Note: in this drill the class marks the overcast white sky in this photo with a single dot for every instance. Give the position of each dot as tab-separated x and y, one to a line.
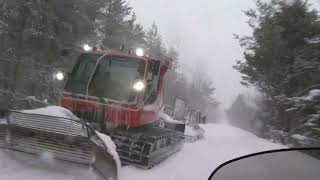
204	30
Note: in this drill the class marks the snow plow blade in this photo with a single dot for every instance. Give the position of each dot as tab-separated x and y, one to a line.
58	138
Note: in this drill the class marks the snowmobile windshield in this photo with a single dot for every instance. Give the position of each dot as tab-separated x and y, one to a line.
113	77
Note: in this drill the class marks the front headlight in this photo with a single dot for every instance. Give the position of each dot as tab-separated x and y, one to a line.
59	76
139	85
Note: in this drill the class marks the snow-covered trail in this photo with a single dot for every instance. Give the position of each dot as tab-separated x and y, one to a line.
195	161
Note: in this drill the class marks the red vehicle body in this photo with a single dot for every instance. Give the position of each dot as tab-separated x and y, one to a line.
116	113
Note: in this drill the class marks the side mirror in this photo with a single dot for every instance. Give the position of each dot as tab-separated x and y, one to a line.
156	67
65	52
179	108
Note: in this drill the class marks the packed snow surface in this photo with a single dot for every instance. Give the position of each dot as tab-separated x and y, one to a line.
195	160
111	149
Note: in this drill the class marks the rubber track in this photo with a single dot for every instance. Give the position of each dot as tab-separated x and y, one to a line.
146	148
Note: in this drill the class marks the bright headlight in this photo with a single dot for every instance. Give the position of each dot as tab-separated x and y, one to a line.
139	52
139	85
59	76
86	47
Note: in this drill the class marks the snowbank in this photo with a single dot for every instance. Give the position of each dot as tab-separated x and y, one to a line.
3	121
312	94
56	111
169	119
195	160
299	137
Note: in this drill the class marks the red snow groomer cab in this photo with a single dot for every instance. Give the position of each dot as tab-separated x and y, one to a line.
120	94
116	88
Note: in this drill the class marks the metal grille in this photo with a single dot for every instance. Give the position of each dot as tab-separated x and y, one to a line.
58	137
47	123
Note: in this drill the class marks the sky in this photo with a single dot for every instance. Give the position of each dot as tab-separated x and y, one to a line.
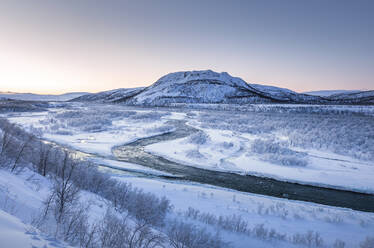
52	46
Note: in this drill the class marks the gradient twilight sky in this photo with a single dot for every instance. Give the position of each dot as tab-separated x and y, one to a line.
51	46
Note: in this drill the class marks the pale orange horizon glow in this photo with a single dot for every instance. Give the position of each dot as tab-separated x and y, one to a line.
54	47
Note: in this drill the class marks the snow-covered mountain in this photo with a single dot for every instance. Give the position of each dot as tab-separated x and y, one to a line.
211	87
110	95
200	87
327	93
361	97
40	97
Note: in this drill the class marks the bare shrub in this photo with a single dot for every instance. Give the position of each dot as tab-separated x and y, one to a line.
367	243
184	235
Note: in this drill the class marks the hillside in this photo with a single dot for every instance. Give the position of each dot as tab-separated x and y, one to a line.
110	95
327	93
200	87
209	87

========

_INSTRUCTIONS TO FOLLOW:_
Swap "drill" for "exercise" throughout the rows above and change nothing else. Leave the pictures out.

_FINAL RESULT:_
Note: in this exercise the class marks the overcast white sky in this photo with a single dot for every instance. Give the position of each dot as tab-separated x and y, one to a line.
204	30
Note: in this exercise the class marks the snow plow blade in this photo with a single dot for every instance. Give the position of each dot as tab-separated x and y, one to a line.
58	138
Note: in this exercise the class marks the snowmobile windshield in this photo with a single dot for every instance. Give the position of each dot as tab-separated x and y, one to a line.
113	77
Note: in this exercise the class marks the front headlight in this photo with a single dot for every instance. Give the position of each dot as tab-separated x and y, one to a line.
59	76
139	85
Note: in this exercise the class marks the snow-covered trail in this photo with a single dot for every instance. Give the position of each dot as tab-separated x and y, one to a line.
195	161
Note: in this exercise the class marks the red vehicle body in this photo with a single dot for every instance. Give the position of each dot as tab-separated x and y, one to a line.
116	113
Note: in this exercise the class marks the side mirror in this photo with a single dot for every instance. Give the position of each dot as tab-separated x and y, one to a line.
156	67
65	52
179	108
Note: in this exercise the class marks the packed snow surface in this photo with a single dot for every instance. Give the position of each dot as tab-separated x and y, one to a line.
195	160
111	149
Note: in this exercise the class marks the rubber track in this photo with a single dot for every instance. Give the position of each dot as tab-separated x and y, one to a line.
146	148
Note: in this exercise the class marks the bright headlight in this photo with a single dot for every instance. Give the position of each dot as tab-separated x and y, one to a line.
139	52
139	85
59	76
86	47
Note: in this exercise the class marks the snowbank in this photo with a single dot for every instance. Give the position of each dot as tab-separated x and y, one to a line.
3	121
312	94
56	111
169	119
195	160
299	137
Note: in this exercise the class marks the red snow groomer cab in this photo with a single dot for every instance. Give the position of each dot as tab-separated x and y, one to a line.
120	94
116	88
Note: in this exercise the class marks the metal grille in this photo with a single dot for every instance. Give the position of each dot as tab-separated x and y, one to a line.
58	137
47	123
Note: in this exercise the class marks the sky in this photo with a single dot for every instance. Give the position of each dot as tab-separated x and y, one to a line.
52	46
Note: in this exercise the class marks the gradient twilight sky in this photo with a single dot for every instance. Give the position of each dot as tab-separated x and y, one to a line.
51	46
Note: in this exercise the class marks the pale orange horizon glow in this photo with a single dot for every instance. Give the position of each dot as tab-separated x and y, one to a line.
54	47
Note: in this exercise the class marks the snow-covered mountain in this photo with a single dot for every instance. Give the position of each dot as tab-separated x and y, one to a line.
211	87
110	95
200	87
327	93
361	97
40	97
Note: in this exercise the class marks the bare shrub in this photo with a single dot for every instance. Give the position of each dot as tab-separated x and y, one to a line.
367	243
184	235
Note: in this exercise the class marks the hillside in this photo with a single dot for every instance. Give the position of each dot as tab-separated x and y, one to a line.
110	95
327	93
200	87
209	87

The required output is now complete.